* Brano proposto
- - - - -

Stiamo votando un provvedimento che consente a coloro che si sono dichiarati contrari all'utilizzo delle armi di fare proprie quelle ideologie in ordine alle quali si sono dichiarati contrari. Ciò è talmente abnorme che richiama il paradosso ricordato in precedenza da un collega, ossia che coloro che come noi, quale gruppo di Alleanza Nazionale, come la destra, è stato sempre favorevole alle Forze armate, a coloro che difendono i supremi interessi della patria, anche a rischio della propria vita e del sacrificio supremo, voteranno contro questo provvedimento, mentre coloro che si dichiarano sempre antimilitaristi, contrari all'uso delle armi, pacifisti, voteranno a favore di questo progetto che prevede proprio la possibilità, per una serie di soggetti, di svolgere le ricordate attività. Francamente, è un paradosso che ritengo non possa sfuggire a chiunque si accosti a questo dibattito con un minimo di onestà intellettuale.
Questo provvedimento è semplicemente la sommatoria di tanti piccoli interessi di bottega e, come giustamente diceva l'onorevole Giovanardi, la vittoria di una lobby che ha utilizzato i diversi gruppi secondo i propri canali di preferenza. Non è un caso che questo provvedimento prenda origine da due proposte presentate da deputati della Südtiroler Volkspartei che hanno dimostrato di voler rimuovere quegli impedimenti di cui ora parleremo, perché confliggevano con gli interessi di coloro che si sono rifiutati a suo tempo di svolgere il servizio militare nelle Forze armate italiane, perché non condividevano il patto di solidarietà che deve esistere tra i cittadini per la difesa della patria, che hanno beneficiato del diritto di svolgere il servizio civile, come obiettori di coscienza, ma che fanno parte anche attualmente, o che vogliono far parte, di corpi paramilitari che evidentemente prevedono l'utilizzo delle armi, il porto d'armi o la fabbricazione delle armi.
È questo il punto. A ciò si sono aggiunti gli interessi diversificati di altri soggetti. Ditemi voi se non è un paradosso il fatto che il gruppo dei Verdi voti a favore della caccia!

- - - - -

* Sezione dati
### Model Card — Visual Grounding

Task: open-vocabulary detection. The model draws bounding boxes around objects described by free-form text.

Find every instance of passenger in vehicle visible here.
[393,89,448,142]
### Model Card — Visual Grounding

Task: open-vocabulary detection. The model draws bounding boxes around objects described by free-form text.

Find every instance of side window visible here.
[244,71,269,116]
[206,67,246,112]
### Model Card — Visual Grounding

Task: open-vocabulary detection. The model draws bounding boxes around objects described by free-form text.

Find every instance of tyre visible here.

- - - - -

* Consegna 1
Secondo il brano, chi aveva presentato le due proposte da cui prende origine il provvedimento?
* Consegna 2
Copi fedelmente dal brano il passo che va da "È questo il" a "favore della caccia!".
I dati provengono da una fonte diversa rispetto al brano.

* Risposta 1
Deputati della Südtiroler Volkspartei.

* Risposta 2
È questo il punto. A ciò si sono aggiunti gli interessi diversificati di altri soggetti. Ditemi voi se non è un paradosso il fatto che il gruppo dei Verdi voti a favore della caccia!